Requirement:
Gather every line below that contains the word "dark", and copy each one out. Case counts.

Input material:
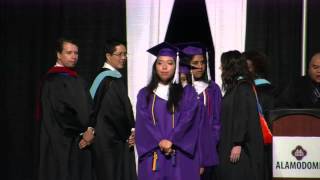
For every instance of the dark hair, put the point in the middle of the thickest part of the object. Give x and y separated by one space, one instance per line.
175 90
259 62
233 68
110 46
60 42
187 60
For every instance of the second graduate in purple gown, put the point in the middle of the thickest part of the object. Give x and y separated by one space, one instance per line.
166 132
209 98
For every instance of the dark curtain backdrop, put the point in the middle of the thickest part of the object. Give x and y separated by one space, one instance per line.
313 28
275 28
29 30
189 23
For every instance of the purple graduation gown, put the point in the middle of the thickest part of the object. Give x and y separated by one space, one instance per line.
184 137
209 132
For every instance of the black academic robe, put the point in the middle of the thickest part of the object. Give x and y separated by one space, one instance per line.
300 93
66 106
113 119
240 126
266 97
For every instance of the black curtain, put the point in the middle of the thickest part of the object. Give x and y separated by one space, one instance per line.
28 36
275 28
313 28
189 23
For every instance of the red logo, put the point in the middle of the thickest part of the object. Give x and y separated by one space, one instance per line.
299 153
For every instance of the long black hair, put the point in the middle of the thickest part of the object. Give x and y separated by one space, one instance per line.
175 90
259 61
234 67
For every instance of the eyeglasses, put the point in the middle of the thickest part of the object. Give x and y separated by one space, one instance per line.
122 54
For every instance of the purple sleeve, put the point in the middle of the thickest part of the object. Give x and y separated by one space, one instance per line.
184 136
147 135
216 111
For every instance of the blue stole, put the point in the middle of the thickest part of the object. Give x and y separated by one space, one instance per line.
100 77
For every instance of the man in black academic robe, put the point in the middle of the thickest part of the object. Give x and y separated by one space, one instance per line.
241 127
304 92
113 120
65 112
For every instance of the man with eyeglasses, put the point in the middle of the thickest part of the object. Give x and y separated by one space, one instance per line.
113 119
304 92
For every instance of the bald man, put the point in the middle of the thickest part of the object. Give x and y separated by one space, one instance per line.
305 91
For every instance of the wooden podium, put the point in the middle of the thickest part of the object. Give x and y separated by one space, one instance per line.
295 122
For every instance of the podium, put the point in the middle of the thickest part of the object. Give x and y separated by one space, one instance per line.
296 144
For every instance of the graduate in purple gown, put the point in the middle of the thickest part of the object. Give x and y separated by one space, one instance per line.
209 98
166 129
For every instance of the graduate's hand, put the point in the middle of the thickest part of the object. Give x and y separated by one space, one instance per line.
201 170
83 143
165 146
235 154
132 140
88 135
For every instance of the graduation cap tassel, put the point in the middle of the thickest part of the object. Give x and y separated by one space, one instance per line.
176 73
155 162
208 68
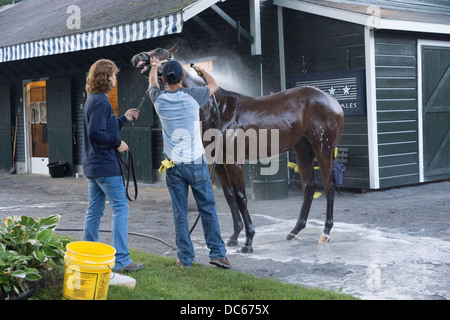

Response:
For every instance of the dark hair, put the point in the middle of the thickest part of the object. Give x and y separated by one space, one instance per line.
For every instance of the dark curtain backdrop, put the point in the middle of the thickest part of the object. Give x and y separated by one space, one instance per line.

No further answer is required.